[[ Records shown, beginning ]]
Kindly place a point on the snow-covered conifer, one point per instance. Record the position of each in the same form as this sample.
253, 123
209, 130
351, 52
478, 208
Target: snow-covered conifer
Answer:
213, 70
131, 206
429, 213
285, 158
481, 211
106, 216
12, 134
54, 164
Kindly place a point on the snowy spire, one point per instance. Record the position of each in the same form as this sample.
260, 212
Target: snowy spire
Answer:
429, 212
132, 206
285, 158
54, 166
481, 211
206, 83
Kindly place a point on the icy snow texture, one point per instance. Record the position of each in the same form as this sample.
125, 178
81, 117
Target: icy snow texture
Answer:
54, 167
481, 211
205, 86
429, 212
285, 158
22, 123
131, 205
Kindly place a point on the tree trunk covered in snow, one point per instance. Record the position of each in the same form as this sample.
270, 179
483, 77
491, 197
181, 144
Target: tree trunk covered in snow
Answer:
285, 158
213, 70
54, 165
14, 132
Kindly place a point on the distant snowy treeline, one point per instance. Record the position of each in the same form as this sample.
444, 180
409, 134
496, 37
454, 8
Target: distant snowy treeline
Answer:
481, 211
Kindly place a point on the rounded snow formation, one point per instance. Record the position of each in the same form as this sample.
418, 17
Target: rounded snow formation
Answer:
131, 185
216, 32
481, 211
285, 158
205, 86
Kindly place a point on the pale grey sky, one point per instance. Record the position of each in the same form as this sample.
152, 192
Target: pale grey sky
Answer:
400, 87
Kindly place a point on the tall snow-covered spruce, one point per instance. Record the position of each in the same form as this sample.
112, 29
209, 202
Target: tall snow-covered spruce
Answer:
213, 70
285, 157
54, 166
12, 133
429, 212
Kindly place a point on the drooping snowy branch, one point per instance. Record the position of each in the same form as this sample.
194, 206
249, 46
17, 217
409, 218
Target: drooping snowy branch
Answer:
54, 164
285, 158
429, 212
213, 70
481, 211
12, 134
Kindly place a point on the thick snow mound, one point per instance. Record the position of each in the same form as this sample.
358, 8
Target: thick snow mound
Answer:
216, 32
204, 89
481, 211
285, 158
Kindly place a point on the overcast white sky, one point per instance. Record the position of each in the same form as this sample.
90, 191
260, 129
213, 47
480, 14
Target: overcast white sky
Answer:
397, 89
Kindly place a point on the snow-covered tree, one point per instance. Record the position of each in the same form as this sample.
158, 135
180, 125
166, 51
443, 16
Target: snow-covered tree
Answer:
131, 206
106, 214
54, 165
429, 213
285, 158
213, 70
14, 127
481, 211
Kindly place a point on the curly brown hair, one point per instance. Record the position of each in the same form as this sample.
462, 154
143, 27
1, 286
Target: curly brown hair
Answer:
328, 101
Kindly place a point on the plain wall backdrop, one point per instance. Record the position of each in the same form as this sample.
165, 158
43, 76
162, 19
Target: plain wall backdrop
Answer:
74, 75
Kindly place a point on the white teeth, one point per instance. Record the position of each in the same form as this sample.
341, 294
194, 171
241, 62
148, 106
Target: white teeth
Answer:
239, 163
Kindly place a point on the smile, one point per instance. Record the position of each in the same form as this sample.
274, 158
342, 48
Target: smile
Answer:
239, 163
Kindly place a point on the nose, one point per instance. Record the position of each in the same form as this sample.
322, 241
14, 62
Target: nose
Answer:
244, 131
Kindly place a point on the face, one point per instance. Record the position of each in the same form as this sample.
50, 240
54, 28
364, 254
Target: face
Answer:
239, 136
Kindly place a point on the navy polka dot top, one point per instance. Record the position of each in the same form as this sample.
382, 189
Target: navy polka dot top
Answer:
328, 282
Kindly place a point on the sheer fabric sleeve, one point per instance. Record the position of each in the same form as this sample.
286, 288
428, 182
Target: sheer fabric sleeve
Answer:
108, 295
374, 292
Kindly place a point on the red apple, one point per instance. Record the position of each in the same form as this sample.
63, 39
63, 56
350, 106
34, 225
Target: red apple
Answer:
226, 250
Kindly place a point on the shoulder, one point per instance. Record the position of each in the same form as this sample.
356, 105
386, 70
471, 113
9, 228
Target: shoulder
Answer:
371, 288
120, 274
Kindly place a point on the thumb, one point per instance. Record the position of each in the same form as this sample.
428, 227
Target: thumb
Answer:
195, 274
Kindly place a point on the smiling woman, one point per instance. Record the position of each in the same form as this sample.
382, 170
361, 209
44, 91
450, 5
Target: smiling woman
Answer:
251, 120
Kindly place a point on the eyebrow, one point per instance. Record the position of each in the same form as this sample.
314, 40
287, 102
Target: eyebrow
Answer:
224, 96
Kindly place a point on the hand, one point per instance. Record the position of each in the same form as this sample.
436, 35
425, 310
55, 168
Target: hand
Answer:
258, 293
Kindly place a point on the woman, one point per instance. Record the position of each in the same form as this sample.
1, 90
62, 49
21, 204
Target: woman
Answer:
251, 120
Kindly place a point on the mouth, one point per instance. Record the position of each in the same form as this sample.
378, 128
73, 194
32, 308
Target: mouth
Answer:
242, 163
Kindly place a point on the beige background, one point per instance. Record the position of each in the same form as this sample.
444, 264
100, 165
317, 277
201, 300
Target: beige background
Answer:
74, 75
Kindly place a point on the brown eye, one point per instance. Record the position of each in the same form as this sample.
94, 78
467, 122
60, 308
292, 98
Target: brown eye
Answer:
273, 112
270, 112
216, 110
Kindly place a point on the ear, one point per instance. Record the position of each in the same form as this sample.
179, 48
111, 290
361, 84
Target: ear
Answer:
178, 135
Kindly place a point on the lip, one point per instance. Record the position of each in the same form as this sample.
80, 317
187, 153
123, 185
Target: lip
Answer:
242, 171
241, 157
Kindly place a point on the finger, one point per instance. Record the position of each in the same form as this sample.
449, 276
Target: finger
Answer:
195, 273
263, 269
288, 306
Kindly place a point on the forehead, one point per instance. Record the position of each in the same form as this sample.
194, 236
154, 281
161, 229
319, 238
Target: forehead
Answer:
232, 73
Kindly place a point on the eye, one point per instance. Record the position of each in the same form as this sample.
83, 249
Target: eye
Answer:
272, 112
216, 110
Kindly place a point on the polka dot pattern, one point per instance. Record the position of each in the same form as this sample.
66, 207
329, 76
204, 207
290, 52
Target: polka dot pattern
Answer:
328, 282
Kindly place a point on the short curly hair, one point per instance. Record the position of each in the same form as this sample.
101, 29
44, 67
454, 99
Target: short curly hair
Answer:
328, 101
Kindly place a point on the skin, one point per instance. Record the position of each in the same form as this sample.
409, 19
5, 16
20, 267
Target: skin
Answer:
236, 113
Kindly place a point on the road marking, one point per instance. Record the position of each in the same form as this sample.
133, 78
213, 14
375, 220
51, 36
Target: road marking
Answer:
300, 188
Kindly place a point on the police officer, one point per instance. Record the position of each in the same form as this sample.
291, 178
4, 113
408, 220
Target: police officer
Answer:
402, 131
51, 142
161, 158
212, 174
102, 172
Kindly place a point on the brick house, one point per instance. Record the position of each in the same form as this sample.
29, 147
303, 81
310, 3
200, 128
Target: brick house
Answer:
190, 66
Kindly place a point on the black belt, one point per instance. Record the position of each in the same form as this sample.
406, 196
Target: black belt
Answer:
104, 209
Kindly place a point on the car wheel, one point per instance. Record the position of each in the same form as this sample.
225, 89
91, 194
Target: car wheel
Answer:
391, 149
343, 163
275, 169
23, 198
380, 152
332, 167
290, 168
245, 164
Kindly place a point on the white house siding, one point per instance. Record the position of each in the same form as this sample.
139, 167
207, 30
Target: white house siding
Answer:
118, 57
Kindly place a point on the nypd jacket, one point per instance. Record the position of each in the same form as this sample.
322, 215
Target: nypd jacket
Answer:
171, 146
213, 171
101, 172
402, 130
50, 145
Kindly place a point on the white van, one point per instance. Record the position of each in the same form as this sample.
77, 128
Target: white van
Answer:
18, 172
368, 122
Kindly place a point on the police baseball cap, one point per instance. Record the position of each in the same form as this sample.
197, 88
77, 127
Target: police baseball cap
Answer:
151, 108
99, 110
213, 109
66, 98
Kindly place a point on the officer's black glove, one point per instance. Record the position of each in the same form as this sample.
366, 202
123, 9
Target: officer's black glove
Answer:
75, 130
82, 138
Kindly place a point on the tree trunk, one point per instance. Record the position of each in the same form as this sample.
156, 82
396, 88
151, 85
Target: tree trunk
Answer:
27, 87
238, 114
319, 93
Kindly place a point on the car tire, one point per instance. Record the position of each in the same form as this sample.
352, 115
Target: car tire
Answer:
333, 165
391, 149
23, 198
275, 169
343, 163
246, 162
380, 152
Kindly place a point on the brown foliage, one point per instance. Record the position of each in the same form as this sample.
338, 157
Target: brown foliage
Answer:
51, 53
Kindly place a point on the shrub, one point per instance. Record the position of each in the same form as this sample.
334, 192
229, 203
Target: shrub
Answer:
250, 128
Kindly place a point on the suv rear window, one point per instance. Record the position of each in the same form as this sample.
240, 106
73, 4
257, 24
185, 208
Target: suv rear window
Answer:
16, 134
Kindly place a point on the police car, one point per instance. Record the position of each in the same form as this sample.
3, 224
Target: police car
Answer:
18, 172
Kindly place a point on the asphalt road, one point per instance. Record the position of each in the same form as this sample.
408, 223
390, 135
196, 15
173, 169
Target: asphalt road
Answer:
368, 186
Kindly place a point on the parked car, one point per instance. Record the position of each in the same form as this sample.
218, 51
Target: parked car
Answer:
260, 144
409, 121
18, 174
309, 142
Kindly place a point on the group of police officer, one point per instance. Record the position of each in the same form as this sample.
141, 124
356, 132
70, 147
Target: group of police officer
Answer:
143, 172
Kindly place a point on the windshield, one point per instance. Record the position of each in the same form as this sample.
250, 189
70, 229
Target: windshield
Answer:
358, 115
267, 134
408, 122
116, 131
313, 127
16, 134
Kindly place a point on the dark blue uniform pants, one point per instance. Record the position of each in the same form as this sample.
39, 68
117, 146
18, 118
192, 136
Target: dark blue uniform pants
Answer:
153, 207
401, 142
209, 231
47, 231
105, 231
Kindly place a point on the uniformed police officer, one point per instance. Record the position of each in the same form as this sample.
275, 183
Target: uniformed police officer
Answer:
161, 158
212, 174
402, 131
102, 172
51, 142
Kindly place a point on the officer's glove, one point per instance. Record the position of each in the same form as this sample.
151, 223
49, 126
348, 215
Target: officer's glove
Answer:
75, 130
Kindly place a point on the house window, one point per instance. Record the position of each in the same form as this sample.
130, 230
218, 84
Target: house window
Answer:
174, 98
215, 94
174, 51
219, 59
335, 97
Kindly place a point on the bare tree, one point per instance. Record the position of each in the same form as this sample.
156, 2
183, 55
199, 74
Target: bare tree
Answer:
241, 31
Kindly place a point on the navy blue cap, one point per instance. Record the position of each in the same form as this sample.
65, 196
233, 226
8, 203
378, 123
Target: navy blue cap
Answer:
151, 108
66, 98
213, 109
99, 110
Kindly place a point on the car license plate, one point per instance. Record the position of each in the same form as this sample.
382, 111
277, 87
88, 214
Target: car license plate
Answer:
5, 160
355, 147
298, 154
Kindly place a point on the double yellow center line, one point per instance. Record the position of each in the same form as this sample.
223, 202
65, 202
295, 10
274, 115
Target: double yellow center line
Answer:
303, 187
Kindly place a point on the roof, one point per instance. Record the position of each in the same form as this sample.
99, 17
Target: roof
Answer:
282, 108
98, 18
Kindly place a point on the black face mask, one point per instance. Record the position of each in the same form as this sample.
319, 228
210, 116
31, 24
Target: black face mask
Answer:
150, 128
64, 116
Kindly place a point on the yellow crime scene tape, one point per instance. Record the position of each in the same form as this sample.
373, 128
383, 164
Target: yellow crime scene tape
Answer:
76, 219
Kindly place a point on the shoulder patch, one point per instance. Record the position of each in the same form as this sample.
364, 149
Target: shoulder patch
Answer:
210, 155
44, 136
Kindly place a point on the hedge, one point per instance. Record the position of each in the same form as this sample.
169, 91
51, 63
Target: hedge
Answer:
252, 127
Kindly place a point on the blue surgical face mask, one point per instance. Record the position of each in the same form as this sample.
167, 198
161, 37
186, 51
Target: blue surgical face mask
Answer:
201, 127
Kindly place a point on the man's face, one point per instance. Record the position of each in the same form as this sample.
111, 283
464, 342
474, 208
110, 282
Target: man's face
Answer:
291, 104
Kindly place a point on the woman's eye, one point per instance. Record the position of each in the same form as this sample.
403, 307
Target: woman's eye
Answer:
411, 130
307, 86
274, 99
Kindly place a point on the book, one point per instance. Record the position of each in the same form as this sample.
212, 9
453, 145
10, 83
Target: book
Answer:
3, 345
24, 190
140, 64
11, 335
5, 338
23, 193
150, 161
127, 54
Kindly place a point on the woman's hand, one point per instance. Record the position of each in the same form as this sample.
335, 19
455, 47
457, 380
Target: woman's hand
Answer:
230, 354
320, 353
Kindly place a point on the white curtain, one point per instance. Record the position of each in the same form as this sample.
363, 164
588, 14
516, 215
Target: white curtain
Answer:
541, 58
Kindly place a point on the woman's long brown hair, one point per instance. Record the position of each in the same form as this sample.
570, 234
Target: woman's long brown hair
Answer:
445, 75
[[ Records shown, end ]]
Extract from the material all lines containing the string "shrub".

Kindly place a point on the shrub, one point per instance. Record the position of each in the same form as this sample.
Target: shrub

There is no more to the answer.